## What the exercise asks
Write out word for word the stretch of the post below about mixed feelings of love, beginning with the words "Ah, the taste" and ending with "ADDICTIVE. Mesmerizing...and.....and.....".

## Document
━━━━━━━━━━━━━━━━━━━━━━━━━━━━━━

And now, that leaves only you in my heart. The silent one who was creeping into my heart bit by bit, insignificantly...but stronger and stronger by the day. The one that I have so defiantly tried to deny.

And it's a relief, it will all over soon.

At last, a break.

Unless...you decide to take some action...

But because you're...you....

-------------------------------------------------------------------------

風...I can feel the wind again...


Sunday, January 23, 2005

Serendipity. Alcohol. Lust.

Uncertainty. Obscure. Vague.

Indefinite. Interdeterminate.

Confusing. Fuzzy...


...AMBIGUOUS.

The undefined emotions for someone...an endless horizon. Who do you love? Who do you hate? Do you love the person your mind is craving for? Or are the lusty emotions and cravings just vibes...mere perceptions of the senses which will disintergrate come the next morning...?

Alas, the boundaries of love. ...and hate. Thin, fragile partitions as wispy as the air.... a mixture.... cocktail of fervent emotions....


...AMBIGUITY.

Ah, the taste of love. Sweet...and serene...A smell of erratic escalation. Sensuous...Intense...Erotic...Pleasure. Culmination...Climactic...ESCALATION.

A NEW LEASE OF LIFE.

Running agaisnt the blades of wind.

...through the endless....green...fields.....


ADDICTIVE. Mesmerizing...and.....and.....


ERODING.


..... as you feel yourself falling helplessly into the bounderless darkness.....

A void of nothingness.


Defenseless. Desolate. VULNERABLE.

But yet, so comforting....


The emptiness...loneliness....sweeter than rainbow...serene as snow...of erotic erraticity...Addiction, the bittersweet taste of evaporating alcohol... melting onto the heightened senses...of pure lust. Leceherous, lascivious, licentious and salacious. Libido of passionate hot-bloodiness. Haziness vision...a flurry of blurred slur, eroding...and EATING into your frail walls of consciousness...shovelling away your conscience bit....by BIT.....

━━━━━━━━━━━━━━━━━━━━━━━━━━━━━━

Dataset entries
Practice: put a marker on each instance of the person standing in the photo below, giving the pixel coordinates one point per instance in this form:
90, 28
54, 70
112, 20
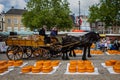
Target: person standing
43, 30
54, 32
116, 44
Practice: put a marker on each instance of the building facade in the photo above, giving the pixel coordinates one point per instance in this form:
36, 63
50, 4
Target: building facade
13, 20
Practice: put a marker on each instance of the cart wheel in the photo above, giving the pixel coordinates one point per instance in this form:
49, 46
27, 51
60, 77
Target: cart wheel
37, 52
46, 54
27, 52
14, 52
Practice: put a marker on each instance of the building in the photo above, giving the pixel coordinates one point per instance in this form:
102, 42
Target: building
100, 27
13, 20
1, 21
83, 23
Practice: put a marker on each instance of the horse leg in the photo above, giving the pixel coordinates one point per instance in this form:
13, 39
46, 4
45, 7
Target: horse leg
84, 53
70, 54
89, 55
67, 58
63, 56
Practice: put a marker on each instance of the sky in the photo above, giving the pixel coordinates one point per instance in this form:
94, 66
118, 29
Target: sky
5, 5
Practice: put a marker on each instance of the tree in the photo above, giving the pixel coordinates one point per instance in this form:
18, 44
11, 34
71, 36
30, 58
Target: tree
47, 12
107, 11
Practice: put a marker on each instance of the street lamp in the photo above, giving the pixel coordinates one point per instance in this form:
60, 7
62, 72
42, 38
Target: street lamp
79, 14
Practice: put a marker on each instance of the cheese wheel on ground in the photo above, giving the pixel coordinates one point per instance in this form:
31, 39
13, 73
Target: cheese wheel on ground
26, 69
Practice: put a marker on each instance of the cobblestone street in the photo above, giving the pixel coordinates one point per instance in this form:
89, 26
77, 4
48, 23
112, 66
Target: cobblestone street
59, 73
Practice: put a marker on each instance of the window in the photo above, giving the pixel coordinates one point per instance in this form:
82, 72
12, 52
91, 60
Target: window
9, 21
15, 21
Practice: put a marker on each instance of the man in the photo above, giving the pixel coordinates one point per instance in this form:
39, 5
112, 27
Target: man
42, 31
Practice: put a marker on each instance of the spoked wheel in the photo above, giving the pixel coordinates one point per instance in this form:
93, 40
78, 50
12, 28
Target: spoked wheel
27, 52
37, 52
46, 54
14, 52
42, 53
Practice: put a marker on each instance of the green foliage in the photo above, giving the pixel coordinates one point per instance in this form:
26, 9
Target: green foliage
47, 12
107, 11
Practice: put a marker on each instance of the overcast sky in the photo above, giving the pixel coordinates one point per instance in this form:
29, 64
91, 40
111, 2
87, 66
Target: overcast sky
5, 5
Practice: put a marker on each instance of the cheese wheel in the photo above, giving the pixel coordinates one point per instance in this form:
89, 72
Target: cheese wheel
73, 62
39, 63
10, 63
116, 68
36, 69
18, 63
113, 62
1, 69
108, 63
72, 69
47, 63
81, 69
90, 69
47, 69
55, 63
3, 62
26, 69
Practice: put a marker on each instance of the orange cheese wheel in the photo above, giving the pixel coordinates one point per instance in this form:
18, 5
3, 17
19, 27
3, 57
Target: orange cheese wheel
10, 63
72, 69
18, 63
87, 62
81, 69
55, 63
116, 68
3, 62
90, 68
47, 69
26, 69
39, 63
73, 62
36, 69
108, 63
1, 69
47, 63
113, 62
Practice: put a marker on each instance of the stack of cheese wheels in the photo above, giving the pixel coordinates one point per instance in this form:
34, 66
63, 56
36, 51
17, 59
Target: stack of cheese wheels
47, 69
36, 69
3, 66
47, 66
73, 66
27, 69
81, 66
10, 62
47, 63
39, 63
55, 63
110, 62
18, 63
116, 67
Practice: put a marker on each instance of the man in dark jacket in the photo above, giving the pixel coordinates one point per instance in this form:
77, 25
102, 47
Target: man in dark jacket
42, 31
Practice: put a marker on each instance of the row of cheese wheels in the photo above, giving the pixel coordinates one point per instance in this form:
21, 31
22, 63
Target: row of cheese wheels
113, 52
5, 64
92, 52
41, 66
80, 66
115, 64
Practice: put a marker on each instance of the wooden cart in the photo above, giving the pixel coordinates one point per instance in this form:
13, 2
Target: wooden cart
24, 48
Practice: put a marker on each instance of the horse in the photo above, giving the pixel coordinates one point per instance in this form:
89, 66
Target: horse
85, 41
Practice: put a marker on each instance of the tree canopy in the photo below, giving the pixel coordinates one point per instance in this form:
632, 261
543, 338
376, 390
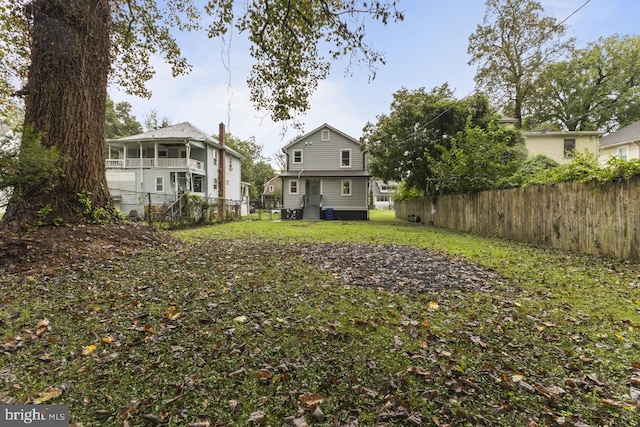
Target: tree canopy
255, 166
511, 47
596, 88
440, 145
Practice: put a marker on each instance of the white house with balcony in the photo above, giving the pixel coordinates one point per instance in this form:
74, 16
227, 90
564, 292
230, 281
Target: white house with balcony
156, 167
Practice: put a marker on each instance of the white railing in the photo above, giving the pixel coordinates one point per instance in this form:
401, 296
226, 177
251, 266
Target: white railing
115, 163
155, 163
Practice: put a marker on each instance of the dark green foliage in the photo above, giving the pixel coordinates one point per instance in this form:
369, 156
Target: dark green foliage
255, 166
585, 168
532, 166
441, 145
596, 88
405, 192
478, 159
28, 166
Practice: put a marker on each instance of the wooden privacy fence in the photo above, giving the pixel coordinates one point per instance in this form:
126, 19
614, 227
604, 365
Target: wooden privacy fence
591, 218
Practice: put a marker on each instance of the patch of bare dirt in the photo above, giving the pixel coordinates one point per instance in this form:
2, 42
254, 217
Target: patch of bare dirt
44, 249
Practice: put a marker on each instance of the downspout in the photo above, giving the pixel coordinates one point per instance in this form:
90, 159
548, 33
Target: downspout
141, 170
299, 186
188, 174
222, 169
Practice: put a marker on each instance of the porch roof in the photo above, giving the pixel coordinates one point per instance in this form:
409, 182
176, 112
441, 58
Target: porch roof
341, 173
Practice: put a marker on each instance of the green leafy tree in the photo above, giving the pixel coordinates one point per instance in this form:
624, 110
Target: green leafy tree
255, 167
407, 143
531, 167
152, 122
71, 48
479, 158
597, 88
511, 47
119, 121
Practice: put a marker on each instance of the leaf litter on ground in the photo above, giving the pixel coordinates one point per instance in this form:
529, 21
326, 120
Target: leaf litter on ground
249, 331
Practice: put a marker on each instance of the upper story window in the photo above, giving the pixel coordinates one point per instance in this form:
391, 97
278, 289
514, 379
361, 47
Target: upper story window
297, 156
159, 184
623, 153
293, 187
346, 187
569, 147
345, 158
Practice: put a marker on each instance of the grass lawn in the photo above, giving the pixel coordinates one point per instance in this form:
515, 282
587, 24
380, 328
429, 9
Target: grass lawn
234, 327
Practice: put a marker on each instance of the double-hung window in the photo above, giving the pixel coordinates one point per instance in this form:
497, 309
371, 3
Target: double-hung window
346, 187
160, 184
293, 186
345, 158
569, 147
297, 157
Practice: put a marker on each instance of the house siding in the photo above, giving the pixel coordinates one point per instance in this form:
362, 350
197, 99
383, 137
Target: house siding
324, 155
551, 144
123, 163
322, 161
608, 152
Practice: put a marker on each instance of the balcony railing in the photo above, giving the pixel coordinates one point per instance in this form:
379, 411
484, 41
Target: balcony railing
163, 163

━━━━━━━━━━━━━━━━━━━━━━━━━━━━━━

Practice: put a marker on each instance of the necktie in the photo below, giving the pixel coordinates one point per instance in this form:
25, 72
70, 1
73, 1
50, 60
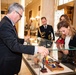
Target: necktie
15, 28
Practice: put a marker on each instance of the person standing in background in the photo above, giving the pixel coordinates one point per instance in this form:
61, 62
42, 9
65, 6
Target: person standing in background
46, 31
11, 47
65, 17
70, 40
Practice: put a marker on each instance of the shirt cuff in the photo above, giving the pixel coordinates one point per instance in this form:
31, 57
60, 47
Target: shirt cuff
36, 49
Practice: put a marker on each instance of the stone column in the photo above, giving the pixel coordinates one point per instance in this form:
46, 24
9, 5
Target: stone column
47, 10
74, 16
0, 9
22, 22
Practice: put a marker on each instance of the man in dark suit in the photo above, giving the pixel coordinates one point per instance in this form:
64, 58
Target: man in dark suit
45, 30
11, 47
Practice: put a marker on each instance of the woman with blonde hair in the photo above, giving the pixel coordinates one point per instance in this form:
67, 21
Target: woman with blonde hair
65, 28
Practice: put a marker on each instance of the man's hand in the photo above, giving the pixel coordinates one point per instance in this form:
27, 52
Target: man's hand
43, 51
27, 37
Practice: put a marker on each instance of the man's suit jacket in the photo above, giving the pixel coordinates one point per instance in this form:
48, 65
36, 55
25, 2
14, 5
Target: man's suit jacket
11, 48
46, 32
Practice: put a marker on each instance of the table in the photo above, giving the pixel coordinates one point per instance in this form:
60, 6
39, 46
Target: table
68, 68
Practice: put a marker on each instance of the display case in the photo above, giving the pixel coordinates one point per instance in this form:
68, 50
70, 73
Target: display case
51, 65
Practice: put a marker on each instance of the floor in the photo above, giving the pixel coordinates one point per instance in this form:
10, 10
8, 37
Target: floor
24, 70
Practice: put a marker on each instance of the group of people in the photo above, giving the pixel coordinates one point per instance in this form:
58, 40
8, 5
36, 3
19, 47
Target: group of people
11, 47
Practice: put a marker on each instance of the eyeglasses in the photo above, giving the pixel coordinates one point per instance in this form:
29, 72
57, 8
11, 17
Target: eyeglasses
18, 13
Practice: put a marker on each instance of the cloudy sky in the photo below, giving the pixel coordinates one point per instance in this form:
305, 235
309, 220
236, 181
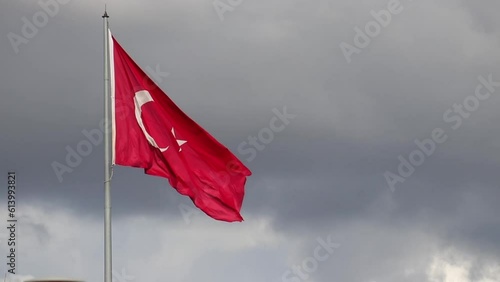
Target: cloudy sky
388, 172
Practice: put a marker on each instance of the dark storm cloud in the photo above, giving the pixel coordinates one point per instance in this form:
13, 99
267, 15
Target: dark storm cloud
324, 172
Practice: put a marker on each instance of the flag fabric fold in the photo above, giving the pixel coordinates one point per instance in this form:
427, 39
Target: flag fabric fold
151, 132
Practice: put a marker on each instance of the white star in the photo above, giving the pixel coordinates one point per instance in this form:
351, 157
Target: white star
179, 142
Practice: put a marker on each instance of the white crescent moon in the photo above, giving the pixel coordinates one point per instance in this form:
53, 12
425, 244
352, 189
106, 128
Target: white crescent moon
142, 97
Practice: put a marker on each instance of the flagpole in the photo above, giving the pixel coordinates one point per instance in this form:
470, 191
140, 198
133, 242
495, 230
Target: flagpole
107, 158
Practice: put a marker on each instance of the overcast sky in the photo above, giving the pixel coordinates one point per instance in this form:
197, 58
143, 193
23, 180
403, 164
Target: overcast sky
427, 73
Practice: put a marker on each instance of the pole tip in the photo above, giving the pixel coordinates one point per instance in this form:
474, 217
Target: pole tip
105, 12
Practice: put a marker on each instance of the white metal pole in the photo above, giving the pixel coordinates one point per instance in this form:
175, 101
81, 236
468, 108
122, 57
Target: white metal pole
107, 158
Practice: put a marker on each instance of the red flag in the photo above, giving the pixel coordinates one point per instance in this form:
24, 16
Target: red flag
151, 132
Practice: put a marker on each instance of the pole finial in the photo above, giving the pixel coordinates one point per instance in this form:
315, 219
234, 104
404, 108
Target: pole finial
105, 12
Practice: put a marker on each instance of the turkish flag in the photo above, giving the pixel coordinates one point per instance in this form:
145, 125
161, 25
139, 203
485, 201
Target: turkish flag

━━━━━━━━━━━━━━━━━━━━━━━━━━━━━━

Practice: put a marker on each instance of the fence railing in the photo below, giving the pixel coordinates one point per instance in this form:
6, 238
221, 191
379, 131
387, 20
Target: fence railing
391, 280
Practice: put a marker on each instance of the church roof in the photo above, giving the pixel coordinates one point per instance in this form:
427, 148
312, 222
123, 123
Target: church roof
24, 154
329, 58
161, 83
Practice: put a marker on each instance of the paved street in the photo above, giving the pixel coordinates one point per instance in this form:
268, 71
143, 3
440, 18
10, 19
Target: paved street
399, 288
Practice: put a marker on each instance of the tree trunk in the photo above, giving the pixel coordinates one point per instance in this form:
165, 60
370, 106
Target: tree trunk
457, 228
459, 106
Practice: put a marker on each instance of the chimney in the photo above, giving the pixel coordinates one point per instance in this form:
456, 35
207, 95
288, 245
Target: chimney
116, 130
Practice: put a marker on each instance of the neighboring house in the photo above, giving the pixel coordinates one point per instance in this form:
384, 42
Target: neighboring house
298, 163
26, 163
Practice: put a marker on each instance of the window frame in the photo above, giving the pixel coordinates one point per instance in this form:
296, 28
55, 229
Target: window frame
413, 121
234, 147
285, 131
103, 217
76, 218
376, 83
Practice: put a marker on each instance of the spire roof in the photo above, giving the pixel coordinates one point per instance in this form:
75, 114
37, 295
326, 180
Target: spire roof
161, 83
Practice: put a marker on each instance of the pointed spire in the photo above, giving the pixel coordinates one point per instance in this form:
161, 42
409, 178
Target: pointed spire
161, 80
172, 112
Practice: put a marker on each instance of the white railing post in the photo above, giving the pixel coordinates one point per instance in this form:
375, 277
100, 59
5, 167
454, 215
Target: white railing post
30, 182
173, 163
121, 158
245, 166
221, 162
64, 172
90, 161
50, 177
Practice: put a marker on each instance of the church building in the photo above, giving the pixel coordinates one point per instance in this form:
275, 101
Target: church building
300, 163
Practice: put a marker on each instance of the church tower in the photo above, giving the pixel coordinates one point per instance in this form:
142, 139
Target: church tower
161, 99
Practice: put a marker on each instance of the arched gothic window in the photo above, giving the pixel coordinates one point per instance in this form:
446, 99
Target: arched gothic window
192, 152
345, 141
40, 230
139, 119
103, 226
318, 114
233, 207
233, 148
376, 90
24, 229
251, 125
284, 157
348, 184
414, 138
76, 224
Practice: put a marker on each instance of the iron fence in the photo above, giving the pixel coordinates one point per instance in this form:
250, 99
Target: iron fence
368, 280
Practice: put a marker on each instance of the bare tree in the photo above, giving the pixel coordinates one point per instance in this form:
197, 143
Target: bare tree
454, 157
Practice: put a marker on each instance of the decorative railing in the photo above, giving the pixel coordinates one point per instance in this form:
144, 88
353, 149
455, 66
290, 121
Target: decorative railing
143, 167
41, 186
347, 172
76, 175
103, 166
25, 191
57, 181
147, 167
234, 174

━━━━━━━━━━━━━━━━━━━━━━━━━━━━━━

## In response
Ah, the taste of love. Sweet...and serene...A smell of erratic escalation. Sensuous...Intense...Erotic...Pleasure. Culmination...Climactic...ESCALATION.

A NEW LEASE OF LIFE.

Running agaisnt the blades of wind.

...through the endless....green...fields.....


ADDICTIVE. Mesmerizing...and.....and.....